(Dataset records begins)

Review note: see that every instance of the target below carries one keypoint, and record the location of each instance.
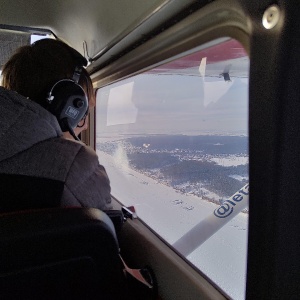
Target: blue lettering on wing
(226, 209)
(223, 211)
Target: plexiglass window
(174, 142)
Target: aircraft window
(174, 141)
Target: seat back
(59, 253)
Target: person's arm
(87, 183)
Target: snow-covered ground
(172, 214)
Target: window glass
(174, 141)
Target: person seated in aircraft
(35, 115)
(83, 124)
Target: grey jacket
(31, 144)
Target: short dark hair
(34, 69)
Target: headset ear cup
(68, 102)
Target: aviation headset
(67, 100)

(Dataset records ends)

Task statement:
Please set down exactly the lines running from the one with "Target: snow-covered ground" to the last line of the entries above, both of them included, and no others.

Response area:
Target: snow-covered ground
(172, 214)
Target: window glass
(174, 141)
Target: person seated in aircraft
(35, 115)
(83, 124)
Target: grey jacket
(31, 144)
Target: short dark hair
(34, 69)
Target: headset ear cup
(68, 102)
Target: aviation headset
(67, 100)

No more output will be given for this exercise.